=== PROVIDED INFORMATION ===
========
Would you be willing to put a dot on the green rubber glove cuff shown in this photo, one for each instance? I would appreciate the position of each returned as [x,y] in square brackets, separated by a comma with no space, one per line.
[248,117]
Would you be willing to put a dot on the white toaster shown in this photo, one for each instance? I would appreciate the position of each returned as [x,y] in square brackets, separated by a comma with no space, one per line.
========
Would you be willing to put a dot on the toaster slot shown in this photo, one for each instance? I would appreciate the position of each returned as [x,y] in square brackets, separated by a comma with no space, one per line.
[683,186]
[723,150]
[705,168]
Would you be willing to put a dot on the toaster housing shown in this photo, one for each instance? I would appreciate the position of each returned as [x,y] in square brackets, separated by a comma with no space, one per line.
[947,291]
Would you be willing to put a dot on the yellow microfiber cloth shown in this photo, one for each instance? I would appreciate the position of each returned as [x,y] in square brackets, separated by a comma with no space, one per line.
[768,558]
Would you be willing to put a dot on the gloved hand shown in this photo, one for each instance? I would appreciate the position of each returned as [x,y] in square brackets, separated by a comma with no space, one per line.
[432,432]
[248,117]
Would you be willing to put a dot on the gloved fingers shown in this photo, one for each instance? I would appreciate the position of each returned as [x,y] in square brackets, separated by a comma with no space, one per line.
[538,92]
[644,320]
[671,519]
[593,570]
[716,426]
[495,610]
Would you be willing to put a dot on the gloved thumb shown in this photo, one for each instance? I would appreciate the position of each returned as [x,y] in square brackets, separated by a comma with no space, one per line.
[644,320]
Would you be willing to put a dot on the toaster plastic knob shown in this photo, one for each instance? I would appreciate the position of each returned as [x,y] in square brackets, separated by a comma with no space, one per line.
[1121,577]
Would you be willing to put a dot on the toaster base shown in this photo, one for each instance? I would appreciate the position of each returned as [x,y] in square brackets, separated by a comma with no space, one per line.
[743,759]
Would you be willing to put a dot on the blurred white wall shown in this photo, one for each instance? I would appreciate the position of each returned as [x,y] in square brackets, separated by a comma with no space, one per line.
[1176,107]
========
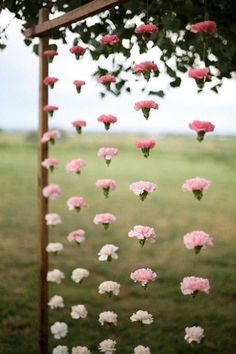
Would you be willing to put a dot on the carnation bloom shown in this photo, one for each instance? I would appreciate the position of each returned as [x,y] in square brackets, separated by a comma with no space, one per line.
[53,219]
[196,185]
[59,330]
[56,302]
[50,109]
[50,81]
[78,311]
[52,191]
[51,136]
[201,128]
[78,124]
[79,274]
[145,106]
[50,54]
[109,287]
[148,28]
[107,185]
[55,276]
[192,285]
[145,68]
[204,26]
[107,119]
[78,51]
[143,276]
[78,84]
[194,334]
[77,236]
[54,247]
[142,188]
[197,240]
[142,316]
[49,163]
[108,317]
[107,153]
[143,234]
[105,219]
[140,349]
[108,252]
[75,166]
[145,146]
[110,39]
========
The entries above hold the needed span. Transcribe exactly the lines from the one with "Would you be willing to put a dot on the green" to the one with "Would you be willing to put a dot on the white", both included.

Would you be willing to put a dot on the green rubber glove cuff shown in this photo, one for each instance? I would appreciate the position of each returned as [x,y] in square brackets, separated by a comma with no space, one per line.
[248,117]
Would you be willing to put a dot on the white toaster shown in this photo, one for each instance? I would appreciate the position of each returned as [x,y] in square brackets, separated by a comma with no space, one per line.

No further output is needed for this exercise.